── TASK INPUTS
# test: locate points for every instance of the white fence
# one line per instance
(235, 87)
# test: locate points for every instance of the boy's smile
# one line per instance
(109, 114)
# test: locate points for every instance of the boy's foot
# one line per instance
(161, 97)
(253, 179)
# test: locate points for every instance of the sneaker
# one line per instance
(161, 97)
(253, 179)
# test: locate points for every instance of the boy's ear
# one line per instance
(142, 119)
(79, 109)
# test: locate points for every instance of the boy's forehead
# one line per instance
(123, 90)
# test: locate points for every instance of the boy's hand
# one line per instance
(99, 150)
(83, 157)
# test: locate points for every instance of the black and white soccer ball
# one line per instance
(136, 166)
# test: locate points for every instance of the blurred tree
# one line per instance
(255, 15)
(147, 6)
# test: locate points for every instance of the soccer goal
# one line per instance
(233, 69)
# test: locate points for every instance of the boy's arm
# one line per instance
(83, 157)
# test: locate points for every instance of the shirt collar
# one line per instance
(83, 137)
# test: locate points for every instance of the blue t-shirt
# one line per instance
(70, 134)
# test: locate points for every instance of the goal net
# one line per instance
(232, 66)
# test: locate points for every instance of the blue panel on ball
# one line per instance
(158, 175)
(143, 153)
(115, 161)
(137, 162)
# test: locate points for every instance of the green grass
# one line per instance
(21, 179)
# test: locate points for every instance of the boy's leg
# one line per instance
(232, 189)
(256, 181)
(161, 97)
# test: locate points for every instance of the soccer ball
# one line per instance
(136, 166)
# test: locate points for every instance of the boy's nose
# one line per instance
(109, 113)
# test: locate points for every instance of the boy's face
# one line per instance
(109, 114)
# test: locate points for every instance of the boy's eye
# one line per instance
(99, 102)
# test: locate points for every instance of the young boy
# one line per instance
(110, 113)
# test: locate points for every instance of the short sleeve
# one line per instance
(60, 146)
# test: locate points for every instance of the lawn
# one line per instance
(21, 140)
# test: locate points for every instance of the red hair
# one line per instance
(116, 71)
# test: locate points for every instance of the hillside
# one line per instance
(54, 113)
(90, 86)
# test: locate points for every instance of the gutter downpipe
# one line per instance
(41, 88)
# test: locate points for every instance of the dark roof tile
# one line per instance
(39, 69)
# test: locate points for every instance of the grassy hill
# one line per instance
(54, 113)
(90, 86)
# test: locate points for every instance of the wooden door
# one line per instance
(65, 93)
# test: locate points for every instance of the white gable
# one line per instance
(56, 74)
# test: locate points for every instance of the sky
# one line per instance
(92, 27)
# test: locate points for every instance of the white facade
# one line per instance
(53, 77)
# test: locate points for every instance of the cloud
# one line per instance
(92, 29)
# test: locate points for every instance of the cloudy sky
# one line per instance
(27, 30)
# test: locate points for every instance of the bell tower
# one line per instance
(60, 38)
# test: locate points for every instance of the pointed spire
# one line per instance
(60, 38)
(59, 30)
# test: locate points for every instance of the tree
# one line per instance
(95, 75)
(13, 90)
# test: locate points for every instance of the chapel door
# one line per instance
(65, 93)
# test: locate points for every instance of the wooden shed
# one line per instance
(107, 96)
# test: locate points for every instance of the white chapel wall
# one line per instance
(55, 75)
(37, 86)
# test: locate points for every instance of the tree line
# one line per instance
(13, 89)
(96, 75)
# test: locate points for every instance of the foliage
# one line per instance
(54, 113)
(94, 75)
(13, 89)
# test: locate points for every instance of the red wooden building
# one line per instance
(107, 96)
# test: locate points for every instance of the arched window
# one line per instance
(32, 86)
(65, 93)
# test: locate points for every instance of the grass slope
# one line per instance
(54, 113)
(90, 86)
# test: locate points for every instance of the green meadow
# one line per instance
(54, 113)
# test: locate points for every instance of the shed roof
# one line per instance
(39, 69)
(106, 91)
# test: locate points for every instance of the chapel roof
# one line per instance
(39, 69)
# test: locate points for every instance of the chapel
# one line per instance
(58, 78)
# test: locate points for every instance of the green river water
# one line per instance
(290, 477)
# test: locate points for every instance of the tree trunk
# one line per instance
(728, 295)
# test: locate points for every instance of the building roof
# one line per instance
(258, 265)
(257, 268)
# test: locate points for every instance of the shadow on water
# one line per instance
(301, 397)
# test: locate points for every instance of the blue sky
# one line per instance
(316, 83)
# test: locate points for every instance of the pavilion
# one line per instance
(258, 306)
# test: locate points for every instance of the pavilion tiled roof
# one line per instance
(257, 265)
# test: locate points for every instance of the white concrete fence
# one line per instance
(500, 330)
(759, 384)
────
[DESCRIPTION OF THE TASK]: Using the material above, reproduce exactly the line that contains "# test: locate points for every instance of the green river" and all lines after it through the last one, and only those.

[OUTPUT OF THE TASK]:
# test: locate points for every instance of the green river water
# one line per instance
(290, 477)
# test: locate points for every instance of the tree trunk
# one line per instance
(728, 295)
# test: locate points for every instance of the building roof
# one line per instance
(258, 265)
(257, 268)
# test: locate points for every instance of the shadow on water
# one line per instance
(301, 397)
# test: locate points for every instance of the blue sky
# one line per instance
(316, 83)
# test: locate points for every instance of the pavilion
# one line per instance
(258, 306)
# test: locate points for every instance of the pavilion tiled roof
# one line per instance
(257, 265)
# test: locate points for every instance of the white concrete fence
# one line per instance
(500, 330)
(759, 384)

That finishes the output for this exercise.